Problem description:
In the lines below, find the one that contains "column 38, row 30" and write it out exactly, along with every line that follows it.

======

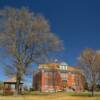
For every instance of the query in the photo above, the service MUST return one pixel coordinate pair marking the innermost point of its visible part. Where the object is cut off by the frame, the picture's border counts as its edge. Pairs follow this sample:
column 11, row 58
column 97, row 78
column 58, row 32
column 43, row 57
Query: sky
column 75, row 22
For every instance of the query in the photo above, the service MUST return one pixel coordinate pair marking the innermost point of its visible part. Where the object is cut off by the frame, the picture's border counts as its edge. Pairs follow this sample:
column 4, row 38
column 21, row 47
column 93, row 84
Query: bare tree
column 27, row 37
column 90, row 63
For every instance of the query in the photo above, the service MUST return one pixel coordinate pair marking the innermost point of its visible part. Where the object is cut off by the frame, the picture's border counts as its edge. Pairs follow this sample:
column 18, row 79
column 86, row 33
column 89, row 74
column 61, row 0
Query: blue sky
column 76, row 22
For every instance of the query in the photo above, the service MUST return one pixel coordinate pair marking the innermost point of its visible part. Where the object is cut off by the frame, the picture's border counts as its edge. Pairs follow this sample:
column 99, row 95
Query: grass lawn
column 54, row 96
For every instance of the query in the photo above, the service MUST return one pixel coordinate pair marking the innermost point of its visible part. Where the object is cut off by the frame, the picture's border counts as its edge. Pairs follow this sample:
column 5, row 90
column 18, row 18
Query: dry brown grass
column 58, row 96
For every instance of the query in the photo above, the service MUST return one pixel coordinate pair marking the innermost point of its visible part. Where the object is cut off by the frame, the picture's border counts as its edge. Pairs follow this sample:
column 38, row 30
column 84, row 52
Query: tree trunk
column 18, row 79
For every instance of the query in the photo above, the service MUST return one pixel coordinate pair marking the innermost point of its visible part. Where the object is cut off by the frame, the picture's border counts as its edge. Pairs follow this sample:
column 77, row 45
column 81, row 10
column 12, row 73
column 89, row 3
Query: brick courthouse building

======

Exercise result:
column 38, row 30
column 84, row 52
Query: tree trunk
column 18, row 79
For every instance of the query in the photo above, the service MUST return one pixel coordinate pair marking the innermost point of its visible part. Where the object is cut off by the frame, the picture's border counts as its edge. Pairs follow this sample:
column 77, row 45
column 81, row 10
column 12, row 73
column 89, row 3
Query: brick courthouse building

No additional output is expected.